* _TASK OBJECTIVE_
Retype all of the data below word for word, with no changes.

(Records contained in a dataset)

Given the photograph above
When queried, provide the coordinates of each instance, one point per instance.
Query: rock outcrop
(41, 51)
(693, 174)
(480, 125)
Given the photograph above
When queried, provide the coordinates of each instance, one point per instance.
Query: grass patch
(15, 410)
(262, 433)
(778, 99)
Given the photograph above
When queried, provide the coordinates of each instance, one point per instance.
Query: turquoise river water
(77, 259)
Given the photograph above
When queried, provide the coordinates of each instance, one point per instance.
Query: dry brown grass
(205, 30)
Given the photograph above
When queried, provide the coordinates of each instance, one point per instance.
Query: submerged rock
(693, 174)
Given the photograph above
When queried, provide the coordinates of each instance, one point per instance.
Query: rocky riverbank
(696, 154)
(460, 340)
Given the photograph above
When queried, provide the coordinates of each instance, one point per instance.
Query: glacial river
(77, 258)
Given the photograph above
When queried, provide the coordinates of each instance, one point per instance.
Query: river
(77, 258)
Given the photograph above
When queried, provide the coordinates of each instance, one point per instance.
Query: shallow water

* _WRITTEN RESPONSE_
Given the photograph above
When queried, provide the coordinates of each instance, one point per instance.
Query: rock outcrop
(41, 51)
(693, 174)
(480, 125)
Given the photograph above
When queried, provide the coordinates of each instance, one point per instance.
Query: grass patch
(15, 410)
(262, 433)
(778, 99)
Given the photograph above
When queried, provide the coordinates of each instance, one point per instance.
Query: turquoise river water
(77, 259)
Given the photograph above
When queried, provide the coordinates of each instance, one point per instance.
Query: dry brown grass
(205, 30)
Given the photograph above
When queried, provide the coordinates of each instance, one point per instance.
Query: submerged rock
(693, 174)
Given the photograph above
When queried, provide the coordinates of each instance, one point per instance.
Query: rocky riverbank
(696, 154)
(460, 340)
Given the photograph above
When queried, provide the coordinates of each instance, one point per instance.
Query: glacial river
(77, 258)
Given the photograph above
When queried, provide the coordinates of each instance, one point per instance.
Query: river
(77, 258)
Given the photograph above
When queried, provide the coordinates of each instance, one point per instance.
Query: shallow water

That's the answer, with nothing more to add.